• Prompt: Reproduce nothing but the closing run of lines: the line with "tripod leg ->" and each line that follows it to the end of the data.

• Working data:
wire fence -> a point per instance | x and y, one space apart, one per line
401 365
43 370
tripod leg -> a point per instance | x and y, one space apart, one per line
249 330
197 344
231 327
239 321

• Written solution:
tripod leg -> a point per instance | x and y, one space apart, one per line
249 330
197 344
231 327
239 321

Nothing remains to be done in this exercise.